Location identification entries
>> BEGIN

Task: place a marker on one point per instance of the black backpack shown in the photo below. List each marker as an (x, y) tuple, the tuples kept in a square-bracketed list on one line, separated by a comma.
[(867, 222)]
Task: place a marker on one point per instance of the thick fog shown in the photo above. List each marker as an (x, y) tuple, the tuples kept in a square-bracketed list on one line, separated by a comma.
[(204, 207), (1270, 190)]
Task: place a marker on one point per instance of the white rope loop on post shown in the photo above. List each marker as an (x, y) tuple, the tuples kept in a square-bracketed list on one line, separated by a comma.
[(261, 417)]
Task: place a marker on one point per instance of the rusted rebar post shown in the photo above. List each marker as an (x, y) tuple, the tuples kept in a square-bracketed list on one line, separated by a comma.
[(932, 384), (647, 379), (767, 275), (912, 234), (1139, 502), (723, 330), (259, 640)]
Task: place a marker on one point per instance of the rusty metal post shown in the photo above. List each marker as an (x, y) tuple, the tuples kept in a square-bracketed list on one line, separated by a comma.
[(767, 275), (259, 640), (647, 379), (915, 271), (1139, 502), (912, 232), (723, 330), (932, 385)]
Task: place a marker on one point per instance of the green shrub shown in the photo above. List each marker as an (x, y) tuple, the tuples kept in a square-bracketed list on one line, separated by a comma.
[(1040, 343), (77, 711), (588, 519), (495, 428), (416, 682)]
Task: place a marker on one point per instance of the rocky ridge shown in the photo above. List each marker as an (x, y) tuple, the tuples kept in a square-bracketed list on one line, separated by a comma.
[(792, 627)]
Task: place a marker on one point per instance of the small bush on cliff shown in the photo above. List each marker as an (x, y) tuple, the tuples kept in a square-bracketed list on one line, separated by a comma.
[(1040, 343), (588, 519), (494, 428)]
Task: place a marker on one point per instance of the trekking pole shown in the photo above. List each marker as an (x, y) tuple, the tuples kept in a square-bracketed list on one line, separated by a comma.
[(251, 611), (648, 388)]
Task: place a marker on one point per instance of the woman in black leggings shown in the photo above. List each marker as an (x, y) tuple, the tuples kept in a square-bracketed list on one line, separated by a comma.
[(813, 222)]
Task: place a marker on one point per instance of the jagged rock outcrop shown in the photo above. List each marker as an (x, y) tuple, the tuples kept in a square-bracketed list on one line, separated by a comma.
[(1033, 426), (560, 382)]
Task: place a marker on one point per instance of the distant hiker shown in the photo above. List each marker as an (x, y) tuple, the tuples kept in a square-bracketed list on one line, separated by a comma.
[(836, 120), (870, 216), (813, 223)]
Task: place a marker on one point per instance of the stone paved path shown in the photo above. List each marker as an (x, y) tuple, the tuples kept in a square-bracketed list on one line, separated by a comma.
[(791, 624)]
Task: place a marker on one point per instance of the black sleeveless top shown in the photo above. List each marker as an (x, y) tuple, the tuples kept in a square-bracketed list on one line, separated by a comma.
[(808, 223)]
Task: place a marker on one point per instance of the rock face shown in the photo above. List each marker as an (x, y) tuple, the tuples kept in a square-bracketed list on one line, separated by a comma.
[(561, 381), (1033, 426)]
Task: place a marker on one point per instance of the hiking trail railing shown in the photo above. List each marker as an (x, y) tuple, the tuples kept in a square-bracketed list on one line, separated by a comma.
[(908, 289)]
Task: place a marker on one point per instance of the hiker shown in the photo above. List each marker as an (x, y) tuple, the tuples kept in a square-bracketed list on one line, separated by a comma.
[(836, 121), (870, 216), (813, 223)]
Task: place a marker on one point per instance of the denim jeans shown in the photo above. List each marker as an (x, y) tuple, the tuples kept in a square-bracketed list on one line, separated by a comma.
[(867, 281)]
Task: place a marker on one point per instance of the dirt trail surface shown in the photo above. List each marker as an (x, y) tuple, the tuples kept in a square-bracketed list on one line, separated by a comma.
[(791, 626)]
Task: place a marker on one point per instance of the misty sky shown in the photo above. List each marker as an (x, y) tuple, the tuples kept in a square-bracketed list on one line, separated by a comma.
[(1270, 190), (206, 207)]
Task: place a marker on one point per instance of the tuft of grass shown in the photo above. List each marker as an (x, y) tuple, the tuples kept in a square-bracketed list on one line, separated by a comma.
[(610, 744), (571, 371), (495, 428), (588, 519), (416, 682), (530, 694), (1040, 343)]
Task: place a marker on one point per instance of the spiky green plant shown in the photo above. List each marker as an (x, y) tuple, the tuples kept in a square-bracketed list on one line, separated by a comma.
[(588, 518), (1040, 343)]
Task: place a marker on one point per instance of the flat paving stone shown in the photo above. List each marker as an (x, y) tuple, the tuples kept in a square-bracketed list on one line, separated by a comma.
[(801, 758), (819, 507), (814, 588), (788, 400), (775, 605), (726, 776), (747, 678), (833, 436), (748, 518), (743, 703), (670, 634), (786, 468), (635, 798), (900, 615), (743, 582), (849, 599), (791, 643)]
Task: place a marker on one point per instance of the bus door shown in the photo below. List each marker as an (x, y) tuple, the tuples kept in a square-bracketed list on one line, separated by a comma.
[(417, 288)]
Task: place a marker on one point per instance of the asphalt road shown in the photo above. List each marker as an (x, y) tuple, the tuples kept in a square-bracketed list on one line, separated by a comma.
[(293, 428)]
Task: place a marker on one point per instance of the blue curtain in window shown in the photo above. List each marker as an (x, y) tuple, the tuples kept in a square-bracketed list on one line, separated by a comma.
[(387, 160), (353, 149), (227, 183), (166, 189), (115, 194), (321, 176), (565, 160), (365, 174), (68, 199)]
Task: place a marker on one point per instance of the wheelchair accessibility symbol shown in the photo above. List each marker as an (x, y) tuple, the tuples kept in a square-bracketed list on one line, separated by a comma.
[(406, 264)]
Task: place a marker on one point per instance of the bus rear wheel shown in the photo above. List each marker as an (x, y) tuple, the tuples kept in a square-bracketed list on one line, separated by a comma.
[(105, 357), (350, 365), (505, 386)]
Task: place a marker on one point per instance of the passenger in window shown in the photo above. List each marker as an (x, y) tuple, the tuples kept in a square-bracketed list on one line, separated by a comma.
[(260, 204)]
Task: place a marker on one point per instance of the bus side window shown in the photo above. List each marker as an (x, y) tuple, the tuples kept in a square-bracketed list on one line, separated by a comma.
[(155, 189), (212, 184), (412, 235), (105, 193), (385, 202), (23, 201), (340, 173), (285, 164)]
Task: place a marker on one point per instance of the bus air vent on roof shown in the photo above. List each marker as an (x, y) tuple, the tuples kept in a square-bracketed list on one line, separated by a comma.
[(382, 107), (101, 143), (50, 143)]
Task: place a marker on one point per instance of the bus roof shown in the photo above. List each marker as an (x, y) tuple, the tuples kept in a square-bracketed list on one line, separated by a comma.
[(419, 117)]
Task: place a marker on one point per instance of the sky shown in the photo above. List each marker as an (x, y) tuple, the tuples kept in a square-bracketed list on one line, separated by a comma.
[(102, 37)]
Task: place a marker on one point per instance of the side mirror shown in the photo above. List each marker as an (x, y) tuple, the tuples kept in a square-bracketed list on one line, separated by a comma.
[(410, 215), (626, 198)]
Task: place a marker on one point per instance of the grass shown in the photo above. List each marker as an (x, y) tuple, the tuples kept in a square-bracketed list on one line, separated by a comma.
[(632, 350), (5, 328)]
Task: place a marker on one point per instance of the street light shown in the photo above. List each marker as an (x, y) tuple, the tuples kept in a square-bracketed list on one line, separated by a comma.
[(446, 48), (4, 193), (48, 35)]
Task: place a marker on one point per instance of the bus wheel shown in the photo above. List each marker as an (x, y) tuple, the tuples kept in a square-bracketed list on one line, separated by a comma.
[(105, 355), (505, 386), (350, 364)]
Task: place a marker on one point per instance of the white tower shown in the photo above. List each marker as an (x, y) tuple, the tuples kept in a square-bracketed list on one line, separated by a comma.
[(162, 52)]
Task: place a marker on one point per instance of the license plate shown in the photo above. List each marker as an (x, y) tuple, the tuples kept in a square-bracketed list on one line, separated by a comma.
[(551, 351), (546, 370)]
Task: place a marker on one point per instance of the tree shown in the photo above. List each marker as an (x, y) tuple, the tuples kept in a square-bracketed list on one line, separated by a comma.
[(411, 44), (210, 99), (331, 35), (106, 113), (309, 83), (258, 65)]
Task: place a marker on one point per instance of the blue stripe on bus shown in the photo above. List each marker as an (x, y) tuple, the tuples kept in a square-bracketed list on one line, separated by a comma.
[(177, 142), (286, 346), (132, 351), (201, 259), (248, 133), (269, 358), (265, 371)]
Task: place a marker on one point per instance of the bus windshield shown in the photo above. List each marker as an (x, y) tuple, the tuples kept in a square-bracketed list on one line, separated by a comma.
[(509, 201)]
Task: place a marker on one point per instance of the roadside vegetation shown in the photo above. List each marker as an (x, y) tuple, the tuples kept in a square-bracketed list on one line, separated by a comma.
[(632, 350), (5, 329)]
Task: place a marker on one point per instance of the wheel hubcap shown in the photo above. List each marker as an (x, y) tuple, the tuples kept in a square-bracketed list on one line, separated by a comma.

>> END

*EXERCISE REQUIREMENTS*: Exactly and only the lines from the one containing "the bus windshield" through the end of the material are to be reproduced, both ends included.

*COMPLETED TASK*:
Task: place a marker on one point per instance of the bus windshield shown in the photo above. List each marker as an (x, y) tuple, the tuples kept in a square-bracketed list on one line, separated by a comma.
[(509, 201)]
Task: place a marker on one point per instance of the roadside vegetation shown in the photo above. List each marker as an (x, y) tuple, the tuples kept in a square-bracketed list on one line, separated by a comma.
[(632, 350), (5, 329)]
Task: place a marker on one point per instance of the wheel hubcap shown in the photo above. List each marker as an (x, y) tuple, the tuples kept in a square-bracketed list on one line, separated by a comma.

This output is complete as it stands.